**TEKS BACAAN:**
----------
Militer AS dan Jepang Unjuk Kekuatan ke China, Gelar Latihan Perang Berskala Besar
Berlangsung hingga 5 November, Keen Sword akan mencakup pelatihan perang dunia maya dan elektronik untuk pertama kalinya.
TRIBUNNEWS.COM, TOKYO - Jepang dan Amerika Serikat (AS) pada Senin (26/10/2020) memulai latihan militer darat, laut, dan udara di sekitar Jepang, sebagai unjuk kekuatan dalam menghadapi peningkatan aktivitas militer China di wilayah tersebut.
Keen Sword adalah latihan militer skala besar pertama sejak Yoshihide Suga menjadi Perdana Menteri Jepang bulan lalu, dengan janji melanjutkan pembangunan militer yang bertujuan melawan China, yang mengklaim pulau-pulau yang dikuasai Jepang di Laut China Timur.
Keen Sword yang digelar setiap dua tahun itu melibatkan puluhan kapal perang, ratusan pesawat, dan 46.000 tentara, pelaut, dan marinir dari Jepang dan AS.
Baca juga: Di Balik Kunjungan Menlu AS ke Indonesia, Benarkah Amerika Takut Indonesia-China Makin Dekat
Berlangsung hingga 5 November, Keen Sword akan mencakup pelatihan perang dunia maya dan elektronik untuk pertama kalinya.
"Situasi keamanan di sekitar Jepang semakin parah. Ini memberi kami kesempatan untuk mendemonstrasikan kekuatan aliansi Jepang-AS," kata Jenderal Koji Yamazaki, Komandan Militer Tertinggi Jepang, di atas kapal pengangkut helikopter Kaga di perairan Selatan Jepang, seperti dikutip Reuters.
Kaga, kapal perang terbesar milik Jepang, bersanding dengan kapal induk AS USS Ronald Reagan dan kapal perusak pengawalnya.
----------
**DAFTAR SOAL:**
**A)** Salin lagi bagian berita latihan Keen Sword yang diawali dengan kata "Keen Sword adalah" dan diakhiri dengan "Jepang dan AS.", tetapi ganti "pesawat" dengan "pesawat terbang".
**B)** Menurut berita latihan Keen Sword, apa nama kapal perang terbesar milik Jepang?
**C)** Tuliskan lanjutan berita tentang latihan militer Jepang dan AS ini, mulai setelah kalimat terakhirnya.

**Butir-butir dalam kumpulan data:**
----------
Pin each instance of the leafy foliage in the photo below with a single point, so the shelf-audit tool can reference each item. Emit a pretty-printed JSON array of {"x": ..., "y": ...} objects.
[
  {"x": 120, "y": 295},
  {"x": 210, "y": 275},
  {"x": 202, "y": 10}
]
----------
**KUNCI JAWABAN:**
**A)**
Keen Sword adalah latihan militer skala besar pertama sejak Yoshihide Suga menjadi Perdana Menteri Jepang bulan lalu, dengan janji melanjutkan pembangunan militer yang bertujuan melawan China, yang mengklaim pulau-pulau yang dikuasai Jepang di Laut China Timur.
Keen Sword yang digelar setiap dua tahun itu melibatkan puluhan kapal perang, ratusan pesawat terbang, dan 46.000 tentara, pelaut, dan marinir dari Jepang dan AS.

**B)** Kaga.

**C)**
Baca juga: Setelah PM Jepang, Giliran Menlu AS Mike Pompeo ke Indonesia Pekan Depan
Kaga yang memiliki panjang 248 meter, yang baru kembali dari patroli di Laut Cina Selatan dan Samudra Hindia, akan dimodernisasi pada awal tahun depan untuk bisa membawa jet tempur siluman F-35.
Suga bulan ini mengunjungi Vietnam dan Indonesia sebagai bagian dari upaya Jepang untuk meningkatkan hubungan dengan sekutu utama Asia Tenggara.
Itu menyusul pertemuan di Tokyo dari "Quad", aliansi informal India, Australia, Jepang, dan AS yang Washington lihat sebagai benteng melawan pengaruh regional China yang berkembang. Beijing mengecamnya sebagai "mini-NATO" yang bertujuan untuk menahannya.
Jepang semakin khawatir atas peningkatan aktivitas Angkatan Laut China di sekitar pulau-pulau yang disengketakan di Laut China Timur yang diklaim Tokyo sebagai Senkaku dan disebut Diaoyu oleh Beijing.
Baca juga: China Klaim Usir Kapal Perusak AS dari Laut China Selatan
Mendampingi Jenderal Yamazaki di Kaga, Letnan Jenderal Kevin Schneider, Komandan Pasukan AS di Jepang, menunjuk aktivitas baru-baru ini oleh China yang membuat khawatir Washington dan Tokyo.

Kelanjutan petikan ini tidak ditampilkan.